RGB is convenient for displays, but other colour spaces are better suited for different tasks.
HSV (Hue, Saturation, Value) separates colour information from brightness. Hue is the pure colour (0-360 degrees around a colour wheel), saturation is how vivid the colour is (0 = grey, 1 = pure colour), and value is brightness. HSV is useful for colour-based segmentation because you can threshold on hue alone, regardless of lighting conditions. Detecting "red objects" is much easier in HSV than in RGB.
YCbCr separates luminance (Y, perceived brightness) from chrominance (Cb, Cr, colour difference signals). This is the colour space used in JPEG compression and video codecs. Human vision is more sensitive to brightness than colour, so chrominance can be stored at lower resolution (chroma subsampling) with little perceptual loss.
LAB (CIELAB) is designed so that numerical distance between two colours corresponds to perceptual difference. Equal steps in LAB space look like equal steps to a human observer. The L channel is lightness, A goes from green to red, and B goes from blue to yellow. LAB is used when you need perceptually uniform colour comparisons.

→ **DIRECTIVES**:
**1)** In the passage on color spaces, why can YCbCr store chrominance at lower resolution? Answer in one to three sentences.
**2)** Transcribe the passage on color spaces word for word, beginning at the words "RGB is convenient" and stopping after the words "little perceptual loss.".
**3)** Pick up the passage on color spaces after its final sentence and carry it forward.

→ **Stored data**:
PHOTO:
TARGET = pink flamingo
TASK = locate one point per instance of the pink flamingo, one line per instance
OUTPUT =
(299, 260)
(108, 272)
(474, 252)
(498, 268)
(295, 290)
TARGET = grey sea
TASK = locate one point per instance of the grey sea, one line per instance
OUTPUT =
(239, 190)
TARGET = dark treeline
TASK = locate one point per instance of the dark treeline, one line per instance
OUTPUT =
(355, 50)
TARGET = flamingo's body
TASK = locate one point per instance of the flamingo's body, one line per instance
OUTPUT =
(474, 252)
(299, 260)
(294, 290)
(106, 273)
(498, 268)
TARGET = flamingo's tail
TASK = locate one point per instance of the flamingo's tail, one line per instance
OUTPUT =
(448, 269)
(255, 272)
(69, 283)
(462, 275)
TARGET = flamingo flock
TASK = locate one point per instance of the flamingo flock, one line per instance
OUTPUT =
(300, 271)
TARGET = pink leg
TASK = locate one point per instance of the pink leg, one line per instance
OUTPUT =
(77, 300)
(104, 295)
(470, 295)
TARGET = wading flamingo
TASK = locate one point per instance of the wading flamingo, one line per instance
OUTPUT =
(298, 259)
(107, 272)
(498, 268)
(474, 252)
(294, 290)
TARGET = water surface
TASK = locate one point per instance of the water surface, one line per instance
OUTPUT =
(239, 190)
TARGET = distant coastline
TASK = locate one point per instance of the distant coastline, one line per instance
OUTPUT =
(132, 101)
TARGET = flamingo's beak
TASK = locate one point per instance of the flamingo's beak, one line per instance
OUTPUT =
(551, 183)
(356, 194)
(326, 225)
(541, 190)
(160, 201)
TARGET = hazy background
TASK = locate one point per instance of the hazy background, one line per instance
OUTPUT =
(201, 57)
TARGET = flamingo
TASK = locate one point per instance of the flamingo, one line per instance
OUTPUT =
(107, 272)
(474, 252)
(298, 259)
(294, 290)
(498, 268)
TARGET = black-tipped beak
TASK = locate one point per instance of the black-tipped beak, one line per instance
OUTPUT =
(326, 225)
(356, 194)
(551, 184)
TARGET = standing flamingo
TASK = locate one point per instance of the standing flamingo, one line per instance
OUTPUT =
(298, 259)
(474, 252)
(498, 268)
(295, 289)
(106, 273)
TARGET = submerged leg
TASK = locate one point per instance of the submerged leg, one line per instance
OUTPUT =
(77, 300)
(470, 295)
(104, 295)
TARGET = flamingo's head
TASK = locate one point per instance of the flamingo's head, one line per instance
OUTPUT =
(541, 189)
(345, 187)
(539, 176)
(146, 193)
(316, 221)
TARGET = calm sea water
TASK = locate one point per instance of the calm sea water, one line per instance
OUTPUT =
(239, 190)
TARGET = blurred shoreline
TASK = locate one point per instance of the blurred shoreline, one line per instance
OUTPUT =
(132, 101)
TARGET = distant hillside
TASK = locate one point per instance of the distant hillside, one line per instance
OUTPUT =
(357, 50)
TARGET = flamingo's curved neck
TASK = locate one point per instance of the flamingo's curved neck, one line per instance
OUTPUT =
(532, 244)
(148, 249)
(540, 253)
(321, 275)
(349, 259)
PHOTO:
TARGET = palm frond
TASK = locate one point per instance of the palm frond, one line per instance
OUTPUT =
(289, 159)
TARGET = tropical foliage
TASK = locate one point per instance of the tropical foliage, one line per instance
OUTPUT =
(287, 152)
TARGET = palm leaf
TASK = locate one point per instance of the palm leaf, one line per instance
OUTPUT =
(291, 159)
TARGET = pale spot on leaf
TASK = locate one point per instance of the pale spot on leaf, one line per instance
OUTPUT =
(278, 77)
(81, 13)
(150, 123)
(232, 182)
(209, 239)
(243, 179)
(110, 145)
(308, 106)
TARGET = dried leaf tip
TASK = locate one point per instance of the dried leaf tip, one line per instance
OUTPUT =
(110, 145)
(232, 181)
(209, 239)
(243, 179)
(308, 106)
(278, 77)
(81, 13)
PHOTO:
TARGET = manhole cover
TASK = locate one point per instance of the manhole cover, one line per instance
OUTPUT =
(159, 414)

→ **FINAL RESULTS**:
**1)** Human vision is more sensitive to brightness than to color. Because YCbCr keeps luminance separate from chrominance, the chrominance can be stored at lower resolution (chroma subsampling) with little perceptual loss.

**2)**
RGB is convenient for displays, but other colour spaces are better suited for different tasks.
HSV (Hue, Saturation, Value) separates colour information from brightness. Hue is the pure colour (0-360 degrees around a colour wheel), saturation is how vivid the colour is (0 = grey, 1 = pure colour), and value is brightness. HSV is useful for colour-based segmentation because you can threshold on hue alone, regardless of lighting conditions. Detecting "red objects" is much easier in HSV than in RGB.
YCbCr separates luminance (Y, perceived brightness) from chrominance (Cb, Cr, colour difference signals). This is the colour space used in JPEG compression and video codecs. Human vision is more sensitive to brightness than colour, so chrominance can be stored at lower resolution (chroma subsampling) with little perceptual loss.

**3)**
Image formation describes how a 3D scene becomes a 2D image. The simplest model is the pinhole camera: light from the scene passes through a tiny hole and projects onto a sensor plane behind it. A point \((X, Y, Z)\) in world coordinates projects to pixel coordinates \((u, v)\):

\[ \begin{bmatrix} u \\ v \\ 1 \end{bmatrix} = \frac{1}{Z} \begin{bmatrix} f_x & 0 & c_x \\ 0 & f_y & c_y \\ 0 & 0 & 1 \end{bmatrix} \begin{bmatrix} X \\ Y \\ Z \end{bmatrix} \]

The 3x3 matrix is the intrinsic matrix \(K\). It encodes the camera's internal properties: focal lengths \(f_x, f_y\) (how strongly the lens converges light) and the principal point \((c_x, c_y)\) (where the optical axis meets the sensor, usually near the image centre). These are fixed for a given camera and lens combination.

Pinhole camera model: 3D point projects through the optical centre onto the image plane, with focal length and principal point labelled

The extrinsic parameters describe where the camera is in the world: a rotation matrix \(R\) (3x3, from chapter 02) and a translation vector \(t\) (3x1). Together, they transform world coordinates to camera coordinates. The full projection is:

\[\mathbf{p} = K [R \mid t] \mathbf{P}\]

where \(\mathbf{P} = [X, Y, Z, 1]^T\) is the 3D point in homogeneous coordinates and \(\mathbf{p} = [u, v, 1]^T\) is the projected pixel. The \([R \mid t]\) matrix is 3x4, stacking the rotation and translation side by side. This is all linear algebra from chapter 02.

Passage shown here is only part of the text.